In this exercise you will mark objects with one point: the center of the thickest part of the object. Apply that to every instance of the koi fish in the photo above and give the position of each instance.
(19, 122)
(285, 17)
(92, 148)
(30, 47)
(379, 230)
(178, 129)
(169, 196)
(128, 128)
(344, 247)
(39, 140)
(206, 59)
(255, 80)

○ ○ ○ ○ ○ ○ ○

Exercise goal:
Rescale the records above by reproducing every line, requests included, with each point coordinate in the answers multiplied by 1.5 and rounded to the nearest whole number, halves rounded up.

Finished exercise:
In this exercise you will mark objects with one point: the center of the thickest part of the object. Apply that to every instance of the koi fish in the photo above and give the position of each instance.
(29, 183)
(428, 26)
(138, 222)
(45, 71)
(569, 345)
(267, 194)
(254, 294)
(192, 192)
(516, 371)
(59, 210)
(309, 89)
(383, 120)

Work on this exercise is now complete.